Ieri ho effettuato, insieme ad alcuni attivisti ed alla portavoce alla regione Valentina Palmeri, una visita al CIE di Trapani. Nonostante fossi già andato nel marzo di quest’anno ho voluto, stante l’ondata di migranti che ha colpito la Sicilia quest’estate, verificare se vi fossero condizioni di sovraffollamento e parlare con i “detenuti” e i lavoratori, forze di polizia, esercito e personale della cooperativa che gestisce il servizio.
Le persone attualmente “detenute” al CIE sono circa 150 manca l’acqua calda, le coperte, le lenzuola, i vetri delle finestre e le porte. C’è un solo medico ed un solo infermiere. Questi esseri umani vivono dentro enormi gabbie all’interno delle quali ci sono delle stanze che nel tempo sono state distrutte. Ricordo che nel CIE vengono portate, anche da altri CIE presenti sul territorio italiano, persone di ogni nazionalità extracomunitaria sprovviste di documento di riconoscimento o con documento scaduto. Persone arrivate in Italia, anche da molti anni, a cui è soltanto scaduto il permesso di soggiorno o il documento di riconoscimento con cui sono arrivati, oppure, e questi sono i casi più gravi, a fine pena detentiva, la gran parte per reati connessi allo spaccio, in attesa del rimpatrio spesso negato dal paese di provenienza. Il processo d’identificazione è molto lungo e spesso farraginoso poiché affidato al riconoscimento tramite impronta digitale. Questo comporta che queste persone siano spesso detenute per mesi in queste gabbie senza che sia data loro anche solo la possibilità di leggere. Sono per tutto il giorno costrette a non fare nulla se non girare nella gabbia. Questa condizione determina, come ci ha detto in un perfetto inglese un ragazzo proveniente dal Ghana, che le persone presenti lì impazziscano per la rabbia di essere detenuti senza conoscenza dei tempi di rimpatrio o della loro sorte e ciò determini la nascita di sommosse, rivolte e fughe.

[ISTRUZIONI]
Prosegui il testo sulla visita al CIE di Trapani a partire dalla sua ultima frase. Le voci seguenti sono materiale a sé stante, distinto dal testo sulla visita al CIE.

[DATI RIPORTATI]
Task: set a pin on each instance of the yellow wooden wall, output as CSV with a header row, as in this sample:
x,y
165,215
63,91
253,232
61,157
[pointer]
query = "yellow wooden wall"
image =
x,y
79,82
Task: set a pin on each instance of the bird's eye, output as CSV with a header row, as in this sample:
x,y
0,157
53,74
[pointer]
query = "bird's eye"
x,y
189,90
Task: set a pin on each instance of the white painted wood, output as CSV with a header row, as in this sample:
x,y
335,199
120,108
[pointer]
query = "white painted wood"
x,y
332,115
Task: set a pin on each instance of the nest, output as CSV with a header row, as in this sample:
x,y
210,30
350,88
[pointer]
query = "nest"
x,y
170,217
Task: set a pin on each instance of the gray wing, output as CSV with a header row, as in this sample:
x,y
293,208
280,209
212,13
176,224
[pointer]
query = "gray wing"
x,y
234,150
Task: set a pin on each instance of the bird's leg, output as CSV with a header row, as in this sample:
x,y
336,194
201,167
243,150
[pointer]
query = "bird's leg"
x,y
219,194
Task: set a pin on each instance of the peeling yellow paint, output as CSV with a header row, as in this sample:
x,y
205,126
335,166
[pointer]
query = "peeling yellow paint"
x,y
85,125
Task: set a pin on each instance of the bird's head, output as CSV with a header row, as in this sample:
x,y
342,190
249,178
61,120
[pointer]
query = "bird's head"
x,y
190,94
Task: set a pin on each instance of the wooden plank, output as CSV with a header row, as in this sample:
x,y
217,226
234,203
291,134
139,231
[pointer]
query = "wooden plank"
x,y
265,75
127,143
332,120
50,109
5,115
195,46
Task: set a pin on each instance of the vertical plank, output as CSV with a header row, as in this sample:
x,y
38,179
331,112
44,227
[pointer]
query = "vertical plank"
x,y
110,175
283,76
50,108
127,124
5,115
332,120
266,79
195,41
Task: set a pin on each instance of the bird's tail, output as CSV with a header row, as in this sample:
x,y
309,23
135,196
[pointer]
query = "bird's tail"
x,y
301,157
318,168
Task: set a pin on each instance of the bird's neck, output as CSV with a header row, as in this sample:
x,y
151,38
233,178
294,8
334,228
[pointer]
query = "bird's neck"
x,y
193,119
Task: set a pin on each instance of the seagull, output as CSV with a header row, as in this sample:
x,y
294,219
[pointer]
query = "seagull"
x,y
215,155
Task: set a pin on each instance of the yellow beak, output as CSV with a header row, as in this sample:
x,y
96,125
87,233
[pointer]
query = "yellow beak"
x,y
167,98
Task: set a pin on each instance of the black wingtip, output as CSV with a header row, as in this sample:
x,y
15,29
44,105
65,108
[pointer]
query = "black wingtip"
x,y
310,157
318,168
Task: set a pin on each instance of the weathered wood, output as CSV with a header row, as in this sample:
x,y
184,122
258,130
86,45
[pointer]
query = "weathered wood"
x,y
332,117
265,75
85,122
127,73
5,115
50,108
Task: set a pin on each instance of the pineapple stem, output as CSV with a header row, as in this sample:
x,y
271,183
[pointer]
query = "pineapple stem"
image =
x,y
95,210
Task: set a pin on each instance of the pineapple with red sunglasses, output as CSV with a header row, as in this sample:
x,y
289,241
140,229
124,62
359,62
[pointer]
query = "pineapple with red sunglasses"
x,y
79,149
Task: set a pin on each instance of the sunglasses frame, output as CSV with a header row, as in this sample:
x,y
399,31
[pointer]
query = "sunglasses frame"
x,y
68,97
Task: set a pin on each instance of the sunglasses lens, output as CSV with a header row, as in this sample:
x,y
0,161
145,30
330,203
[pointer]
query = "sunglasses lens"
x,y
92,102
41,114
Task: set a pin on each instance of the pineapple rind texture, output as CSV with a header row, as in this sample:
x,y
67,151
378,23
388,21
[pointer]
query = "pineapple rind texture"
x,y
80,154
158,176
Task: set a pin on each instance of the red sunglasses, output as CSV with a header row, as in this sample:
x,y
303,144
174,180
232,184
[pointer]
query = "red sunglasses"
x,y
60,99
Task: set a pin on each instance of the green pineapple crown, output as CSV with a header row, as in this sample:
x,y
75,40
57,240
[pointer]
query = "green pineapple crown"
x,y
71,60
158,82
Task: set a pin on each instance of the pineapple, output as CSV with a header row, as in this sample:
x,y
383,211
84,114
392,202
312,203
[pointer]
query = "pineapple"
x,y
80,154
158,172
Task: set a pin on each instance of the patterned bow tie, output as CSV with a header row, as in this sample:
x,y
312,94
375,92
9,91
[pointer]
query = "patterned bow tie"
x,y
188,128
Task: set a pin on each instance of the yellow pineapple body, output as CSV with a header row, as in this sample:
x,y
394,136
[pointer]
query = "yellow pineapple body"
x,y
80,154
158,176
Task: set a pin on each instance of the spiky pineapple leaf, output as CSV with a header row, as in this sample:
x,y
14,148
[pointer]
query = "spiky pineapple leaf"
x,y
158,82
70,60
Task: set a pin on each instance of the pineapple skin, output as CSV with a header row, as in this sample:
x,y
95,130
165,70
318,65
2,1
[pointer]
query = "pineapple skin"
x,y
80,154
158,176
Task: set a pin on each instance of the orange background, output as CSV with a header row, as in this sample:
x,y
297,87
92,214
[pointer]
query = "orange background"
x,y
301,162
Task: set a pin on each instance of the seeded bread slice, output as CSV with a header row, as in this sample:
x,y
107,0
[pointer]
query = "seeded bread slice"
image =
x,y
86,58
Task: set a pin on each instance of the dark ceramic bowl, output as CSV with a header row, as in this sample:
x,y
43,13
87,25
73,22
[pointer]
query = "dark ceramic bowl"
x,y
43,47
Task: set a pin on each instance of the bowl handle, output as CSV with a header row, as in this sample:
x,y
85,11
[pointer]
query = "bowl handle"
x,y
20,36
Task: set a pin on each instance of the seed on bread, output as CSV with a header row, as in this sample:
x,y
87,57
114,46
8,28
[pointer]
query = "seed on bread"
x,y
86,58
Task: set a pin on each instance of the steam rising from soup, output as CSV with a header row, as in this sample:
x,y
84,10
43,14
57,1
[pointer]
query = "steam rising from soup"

[SOLUZIONE ESERCIZIO]
A tutto ciò si aggiunge che a causa di una gara al ribasso la cooperativa che fornisce i pasti ed i servizi di mediazione culturale e linguistica, sebbene la maggior parte di loro parli un perfetto italiano anche con accento milanese o toscano, ritarda nel consegnare i pasti e gli stessi sono, da quanto riferitomi, immangiabili. Il budget a disposizione della cooperativa per coprire le spese dei pasti ammonta a meno di nove euro al giorno a persona e questo fa sì che come si può ben capire i pasti forniti non possono che essere di pessima qualità.
Ma al di là di tutto questo che è già di per sé tristemente degradante e mi fa tornare alla mente “Se questo è un uomo” di Primo Levi, ciò che ci siamo tutti domandati è : perché tutto questo? Perché arrivare a rinchiudere esseri umani in gabbie, senza nulla da fare, fornendogli cibo pessimo, fino a farli arrivare a diventare cattivi? A chi serve? Credo che questa società non abbia bisogno di altri uomini cattivi, né di spendere denaro pubblico per ingabbiare chi fugge da condizioni di estrema povertà.
L’Italia si deve impegnare in sede europea, imponendosi, ad elaborare una politica comune dei flussi migratori, individuando strategie che servano ad accogliere, senza sperperare denaro pubblico, e siano sempre rispettose dei diritti umani. Detenere persone così non serve a nessuno, né a loro, né alla nostra società, né a chi lì lavora. Serve solo ad alimentare il razzismo verso esseri umani senza colpa se non quella di essere fuggiti dalla disperazione e distrarre l’attenzione dai veri motivi che stanno dietro al mantenimento di questi centri.
Su questi motivi cercherò, con tutti i mezzi a mia disposizione, di avere risposte dai ministeri competenti. E’ una situazione che va risolta a vantaggio della società nel suo complesso.